▶ **SET TASK**:
Please copy out the lines below word for word, omitting the pictures.

______

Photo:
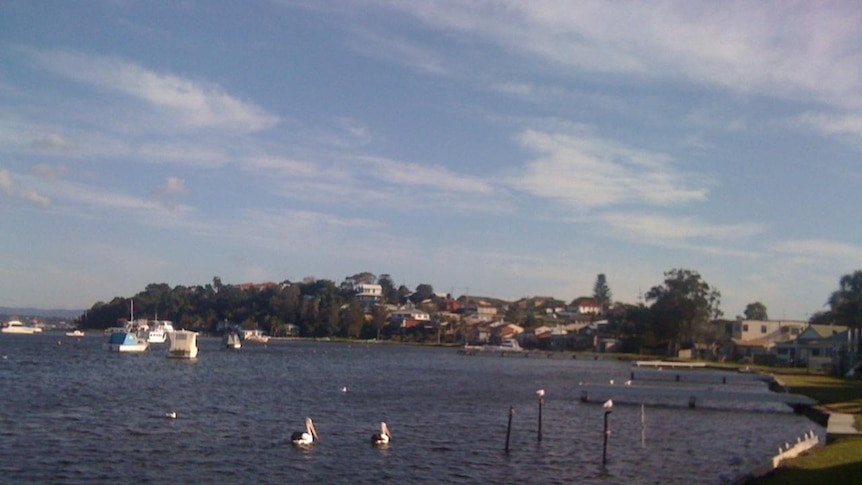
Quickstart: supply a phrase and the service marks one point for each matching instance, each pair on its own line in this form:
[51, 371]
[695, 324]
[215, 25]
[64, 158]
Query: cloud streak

______

▶ **SOLUTION TO THIS EXERCISE**:
Photo:
Quickstart: supply a phrase and the service marks one point for each matching instance, each pair on its own line in this form:
[51, 371]
[695, 324]
[215, 25]
[64, 158]
Query: cloud streak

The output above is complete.